### [Exercise]
Filter the entries that follow, copying every line in which the word "black" appears.

### [Extracted entries]
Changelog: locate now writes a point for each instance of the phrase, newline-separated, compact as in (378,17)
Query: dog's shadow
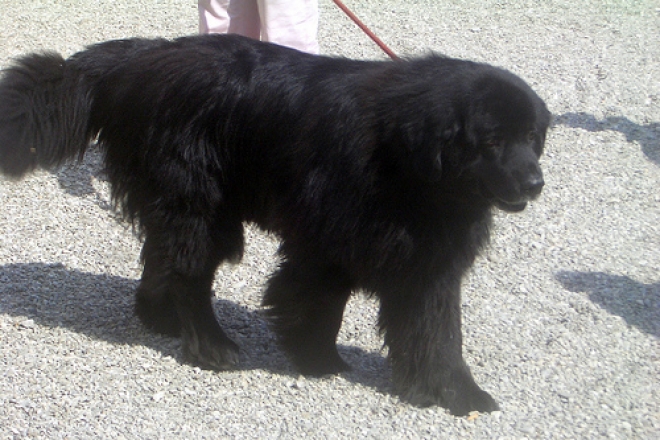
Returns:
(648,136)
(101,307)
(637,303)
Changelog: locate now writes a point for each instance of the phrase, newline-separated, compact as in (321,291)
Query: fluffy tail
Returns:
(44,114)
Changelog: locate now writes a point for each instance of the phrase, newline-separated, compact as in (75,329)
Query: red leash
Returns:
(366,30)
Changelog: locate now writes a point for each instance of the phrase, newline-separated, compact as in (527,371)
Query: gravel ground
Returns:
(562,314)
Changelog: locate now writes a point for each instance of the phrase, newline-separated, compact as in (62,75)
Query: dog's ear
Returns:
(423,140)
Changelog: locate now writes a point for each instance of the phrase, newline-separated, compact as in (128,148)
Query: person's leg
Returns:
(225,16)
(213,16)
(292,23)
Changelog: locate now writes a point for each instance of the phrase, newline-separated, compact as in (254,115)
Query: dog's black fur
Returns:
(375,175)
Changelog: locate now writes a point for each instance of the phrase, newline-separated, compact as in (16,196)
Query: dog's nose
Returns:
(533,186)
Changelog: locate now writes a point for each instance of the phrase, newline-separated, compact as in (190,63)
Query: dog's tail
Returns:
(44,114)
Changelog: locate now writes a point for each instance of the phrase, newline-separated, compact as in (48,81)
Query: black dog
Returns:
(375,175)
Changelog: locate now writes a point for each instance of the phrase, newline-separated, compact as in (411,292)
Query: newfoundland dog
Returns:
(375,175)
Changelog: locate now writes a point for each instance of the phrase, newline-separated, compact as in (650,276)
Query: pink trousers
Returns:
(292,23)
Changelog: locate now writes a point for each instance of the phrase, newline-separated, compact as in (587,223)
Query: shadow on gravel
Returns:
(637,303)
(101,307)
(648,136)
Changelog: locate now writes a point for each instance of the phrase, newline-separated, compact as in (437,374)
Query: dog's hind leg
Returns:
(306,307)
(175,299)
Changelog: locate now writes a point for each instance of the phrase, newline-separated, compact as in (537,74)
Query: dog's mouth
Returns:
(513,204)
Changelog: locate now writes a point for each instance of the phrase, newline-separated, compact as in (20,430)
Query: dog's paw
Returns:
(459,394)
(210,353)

* * *

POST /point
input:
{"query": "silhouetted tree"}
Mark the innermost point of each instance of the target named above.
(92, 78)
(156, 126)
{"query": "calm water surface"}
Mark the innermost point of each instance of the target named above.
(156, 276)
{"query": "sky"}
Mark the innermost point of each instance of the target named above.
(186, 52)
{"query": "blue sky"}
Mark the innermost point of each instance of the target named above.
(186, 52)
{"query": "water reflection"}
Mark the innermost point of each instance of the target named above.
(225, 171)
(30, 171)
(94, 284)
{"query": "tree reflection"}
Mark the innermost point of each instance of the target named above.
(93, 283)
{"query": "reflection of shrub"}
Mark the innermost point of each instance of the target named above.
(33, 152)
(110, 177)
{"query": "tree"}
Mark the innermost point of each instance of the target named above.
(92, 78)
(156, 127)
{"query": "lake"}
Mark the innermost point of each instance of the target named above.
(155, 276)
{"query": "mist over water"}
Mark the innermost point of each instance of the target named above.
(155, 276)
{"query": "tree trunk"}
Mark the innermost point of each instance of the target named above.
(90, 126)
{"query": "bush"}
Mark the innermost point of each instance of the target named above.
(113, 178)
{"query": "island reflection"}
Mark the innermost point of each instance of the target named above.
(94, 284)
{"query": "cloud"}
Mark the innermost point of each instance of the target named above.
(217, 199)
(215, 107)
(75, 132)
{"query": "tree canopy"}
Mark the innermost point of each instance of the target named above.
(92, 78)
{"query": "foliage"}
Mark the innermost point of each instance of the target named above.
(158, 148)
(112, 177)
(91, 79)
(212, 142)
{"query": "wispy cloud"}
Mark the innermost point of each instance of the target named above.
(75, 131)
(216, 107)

---

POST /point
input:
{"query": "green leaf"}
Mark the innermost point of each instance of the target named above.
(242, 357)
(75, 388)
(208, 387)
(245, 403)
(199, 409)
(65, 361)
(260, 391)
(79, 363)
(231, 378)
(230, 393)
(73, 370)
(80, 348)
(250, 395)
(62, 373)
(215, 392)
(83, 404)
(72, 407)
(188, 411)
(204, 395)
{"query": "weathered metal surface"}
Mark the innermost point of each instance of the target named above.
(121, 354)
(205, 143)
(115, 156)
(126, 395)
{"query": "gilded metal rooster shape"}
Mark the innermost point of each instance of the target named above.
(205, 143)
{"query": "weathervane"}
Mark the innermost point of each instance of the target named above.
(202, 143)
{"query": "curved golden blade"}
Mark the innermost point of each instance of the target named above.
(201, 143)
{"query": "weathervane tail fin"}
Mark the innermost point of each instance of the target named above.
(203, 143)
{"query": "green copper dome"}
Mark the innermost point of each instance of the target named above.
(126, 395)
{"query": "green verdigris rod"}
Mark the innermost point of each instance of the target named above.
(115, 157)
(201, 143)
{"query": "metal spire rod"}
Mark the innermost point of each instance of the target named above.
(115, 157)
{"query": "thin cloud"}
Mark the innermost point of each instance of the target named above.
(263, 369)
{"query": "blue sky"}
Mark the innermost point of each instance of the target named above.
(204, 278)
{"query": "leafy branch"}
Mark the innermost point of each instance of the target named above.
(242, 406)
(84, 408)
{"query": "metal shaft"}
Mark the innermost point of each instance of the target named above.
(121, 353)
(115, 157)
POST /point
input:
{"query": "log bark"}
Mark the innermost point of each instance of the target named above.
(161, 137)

### [Answer below]
Query: dog's black fur
Query: black dog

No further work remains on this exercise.